Exercise details: All records below must be retyped exactly.

#### Extracted entries

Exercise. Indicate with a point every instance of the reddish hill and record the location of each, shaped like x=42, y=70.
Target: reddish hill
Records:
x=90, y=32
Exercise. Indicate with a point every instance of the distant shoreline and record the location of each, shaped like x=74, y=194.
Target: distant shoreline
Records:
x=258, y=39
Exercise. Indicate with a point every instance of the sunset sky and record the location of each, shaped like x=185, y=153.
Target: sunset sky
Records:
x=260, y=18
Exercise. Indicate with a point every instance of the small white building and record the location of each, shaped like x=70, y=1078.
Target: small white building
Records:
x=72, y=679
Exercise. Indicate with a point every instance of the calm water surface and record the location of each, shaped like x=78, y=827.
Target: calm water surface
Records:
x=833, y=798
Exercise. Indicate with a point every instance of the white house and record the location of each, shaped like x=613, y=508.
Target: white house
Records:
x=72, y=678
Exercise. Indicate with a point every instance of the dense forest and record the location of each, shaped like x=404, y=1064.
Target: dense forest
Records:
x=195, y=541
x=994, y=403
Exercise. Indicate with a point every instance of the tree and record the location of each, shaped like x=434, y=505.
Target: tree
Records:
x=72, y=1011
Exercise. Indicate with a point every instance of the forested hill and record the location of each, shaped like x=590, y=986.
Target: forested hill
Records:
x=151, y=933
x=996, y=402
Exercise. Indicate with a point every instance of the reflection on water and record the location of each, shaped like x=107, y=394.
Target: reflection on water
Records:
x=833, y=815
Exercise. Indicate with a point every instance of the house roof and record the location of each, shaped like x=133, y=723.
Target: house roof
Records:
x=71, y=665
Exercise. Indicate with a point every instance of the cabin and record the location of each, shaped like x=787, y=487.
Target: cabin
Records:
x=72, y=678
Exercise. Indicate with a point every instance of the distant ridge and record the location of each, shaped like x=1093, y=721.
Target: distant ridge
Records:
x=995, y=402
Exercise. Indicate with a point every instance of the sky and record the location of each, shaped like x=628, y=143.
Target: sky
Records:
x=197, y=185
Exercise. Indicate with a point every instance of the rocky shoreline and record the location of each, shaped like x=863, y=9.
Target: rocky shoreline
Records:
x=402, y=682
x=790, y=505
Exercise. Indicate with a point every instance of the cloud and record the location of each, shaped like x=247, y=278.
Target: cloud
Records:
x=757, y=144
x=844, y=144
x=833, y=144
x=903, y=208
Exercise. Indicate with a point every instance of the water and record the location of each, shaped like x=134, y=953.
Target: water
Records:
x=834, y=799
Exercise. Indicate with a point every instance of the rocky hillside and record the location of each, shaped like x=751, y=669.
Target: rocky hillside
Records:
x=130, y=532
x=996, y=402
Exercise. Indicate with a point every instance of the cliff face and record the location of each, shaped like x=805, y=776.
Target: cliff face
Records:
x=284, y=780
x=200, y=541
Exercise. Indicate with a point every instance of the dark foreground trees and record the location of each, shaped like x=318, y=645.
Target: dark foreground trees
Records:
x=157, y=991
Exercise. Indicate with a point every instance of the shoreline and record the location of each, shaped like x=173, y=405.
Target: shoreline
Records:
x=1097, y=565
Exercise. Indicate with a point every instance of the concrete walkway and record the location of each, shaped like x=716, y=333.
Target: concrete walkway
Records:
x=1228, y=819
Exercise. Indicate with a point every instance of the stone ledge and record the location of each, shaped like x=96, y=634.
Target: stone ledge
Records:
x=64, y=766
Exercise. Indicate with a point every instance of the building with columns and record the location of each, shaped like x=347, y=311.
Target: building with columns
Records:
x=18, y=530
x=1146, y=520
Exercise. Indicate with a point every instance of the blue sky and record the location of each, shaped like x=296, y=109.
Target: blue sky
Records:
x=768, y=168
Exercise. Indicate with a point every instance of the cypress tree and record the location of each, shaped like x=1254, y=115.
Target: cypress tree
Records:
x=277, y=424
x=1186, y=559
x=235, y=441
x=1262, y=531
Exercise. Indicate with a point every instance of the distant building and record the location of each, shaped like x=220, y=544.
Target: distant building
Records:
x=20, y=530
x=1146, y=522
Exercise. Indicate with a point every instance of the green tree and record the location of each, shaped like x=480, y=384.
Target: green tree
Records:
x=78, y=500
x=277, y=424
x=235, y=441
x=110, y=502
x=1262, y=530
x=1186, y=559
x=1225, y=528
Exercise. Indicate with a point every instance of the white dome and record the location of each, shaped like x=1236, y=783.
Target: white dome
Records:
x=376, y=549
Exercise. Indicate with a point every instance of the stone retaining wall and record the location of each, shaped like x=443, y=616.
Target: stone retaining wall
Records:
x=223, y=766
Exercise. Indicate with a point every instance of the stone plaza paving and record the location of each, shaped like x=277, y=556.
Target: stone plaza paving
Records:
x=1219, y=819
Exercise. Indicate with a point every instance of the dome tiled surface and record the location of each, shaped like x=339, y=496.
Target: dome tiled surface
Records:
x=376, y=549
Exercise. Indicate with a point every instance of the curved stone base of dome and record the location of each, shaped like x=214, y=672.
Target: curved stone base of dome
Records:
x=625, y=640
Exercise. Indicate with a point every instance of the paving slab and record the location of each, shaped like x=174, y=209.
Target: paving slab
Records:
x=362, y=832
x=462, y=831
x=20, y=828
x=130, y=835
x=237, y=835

########

Answer to the problem:
Exercise. Indicate with a point every instance of the reddish hill and record the location of each, shaped like x=42, y=70.
Target: reddish hill
Records:
x=90, y=32
Exercise. Indicate with a point every instance of the distant shoreline and record the location of each, shaped like x=74, y=194.
Target: distant shoreline
Records:
x=258, y=39
Exercise. Indicate with a point every instance of the sunset sky and record the location of each, shaped like x=185, y=153.
Target: sunset sky
Records:
x=260, y=18
Exercise. Indicate with a point every instance of the small white building and record the location of each, shaped like x=70, y=1078.
Target: small white building
Records:
x=72, y=679
Exercise. Indicate with a point every instance of the calm water surface and record the location of each, shaped like x=78, y=827.
Target: calm water surface
Records:
x=833, y=798
Exercise. Indicate with a point every instance of the white house and record the location of each, shaped like x=613, y=508.
Target: white house
Records:
x=72, y=678
Exercise. Indicate with a point every instance of the dense forest and record the location of each, shaped like x=404, y=1064.
Target: dense forest
Records:
x=195, y=541
x=994, y=403
Exercise. Indicate with a point every instance of the tree and record the location of each, shaped like x=434, y=505.
Target: tree
Records:
x=72, y=1011
Exercise. Indicate with a point every instance of the forested hill and record the location of each, shaped like x=590, y=986.
Target: forested hill
Records:
x=151, y=933
x=996, y=402
Exercise. Indicate with a point every instance of the reflection on water and record the location of each, shaped like x=107, y=394.
Target: reflection on water
Records:
x=833, y=815
Exercise. Indicate with a point every instance of the house roof and record the location of each, shaped like x=133, y=723.
Target: house roof
Records:
x=71, y=665
Exercise. Indicate with a point every instance of the cabin and record the location of each, shaped like x=787, y=487.
Target: cabin
Records:
x=72, y=678
Exercise. Indicate with a point every instance of the distant ridge and record the location of each, shaped like x=1093, y=721.
Target: distant ridge
Records:
x=995, y=402
Exercise. Indicate with a point every instance of the sky and record the location of each, shaped like x=628, y=143.
Target: sky
Records:
x=197, y=185
Exercise. Indicate with a point every instance of the rocky shoreline and record the location of each, shaped like x=863, y=9.
Target: rocky shoreline
Records:
x=402, y=682
x=790, y=505
Exercise. Indicate with a point every instance of the cloud and record the location of each, shaped like x=247, y=278.
Target: cloud
Records:
x=757, y=144
x=844, y=144
x=833, y=144
x=903, y=208
Exercise. Indicate with a point every instance of the water and record the location of each, shaped like x=134, y=953.
Target: water
Records:
x=834, y=799
Exercise. Indicate with a point every instance of the rocky hillside and record the location of each, shaped like x=751, y=669.
Target: rocky hillside
Records:
x=130, y=532
x=996, y=402
Exercise. Indicate with a point every instance of the cliff face and record the location of each, shaped like x=805, y=776.
Target: cliff face
Records:
x=284, y=780
x=200, y=541
Exercise. Indicate with a point every instance of the dark foreground trees and record the location of each, shaped like x=318, y=645.
Target: dark foreground trees
Records:
x=157, y=991
Exercise. Indicate with a point every instance of the shoreline and record the location of each, shaped like x=173, y=405.
Target: shoreline
Records:
x=1097, y=565
Exercise. Indicate with a point every instance of the concrete walkway and record the location of each, shaped like x=716, y=333.
Target: concrete walkway
Records:
x=1228, y=819
Exercise. Indicate with a point every instance of the stone ledge and record the location of each, shaped like x=96, y=634.
Target: stone ledge
Records:
x=64, y=766
Exercise. Indicate with a point every instance of the building with columns and record the location of each, shaped like x=347, y=311.
Target: building with columns
Records:
x=18, y=530
x=1146, y=520
Exercise. Indicate with a point every instance of the blue sky and record the location of each, shaped like x=296, y=109.
Target: blue sky
Records:
x=768, y=168
Exercise. Indicate with a point every instance of the cypress tree and record the location of each, shaped like x=1254, y=115.
Target: cypress tree
Records:
x=277, y=424
x=1186, y=559
x=235, y=441
x=1262, y=531
Exercise. Indicate with a point every instance of the distant building and record the location of each, shaped like x=220, y=544.
Target: distant building
Records:
x=20, y=530
x=1146, y=522
Exercise. Indicate with a point every instance of the green tree and record the location of each, shaped like x=480, y=384.
Target: green tree
Records:
x=78, y=500
x=277, y=424
x=235, y=441
x=110, y=502
x=1262, y=530
x=1186, y=559
x=1225, y=528
Exercise. Indicate with a point every instance of the white dome and record the location of each, shaped like x=1236, y=783.
Target: white dome
Records:
x=376, y=549
Exercise. Indicate with a point every instance of the stone retaining wall and record the location of each, shaped like x=443, y=616.
Target: stone retaining wall
Records:
x=223, y=766
Exercise. Indicate with a point every instance of the stone plaza paving and record the location of each, shaped like x=277, y=556.
Target: stone plaza paving
Records:
x=1219, y=819
Exercise. Indicate with a point every instance of the dome tiled surface and record the location of each, shaped like x=339, y=496.
Target: dome tiled surface
Records:
x=376, y=549
Exercise. Indicate with a point every instance of the curved stone base of dome and record the location of each, shaped like x=214, y=672.
Target: curved stone base of dome
Records:
x=625, y=640
Exercise. Indicate with a point every instance of the paving slab and record the location of each, shaped like x=174, y=209.
Target: paving slab
Records:
x=362, y=832
x=462, y=831
x=20, y=828
x=130, y=835
x=237, y=835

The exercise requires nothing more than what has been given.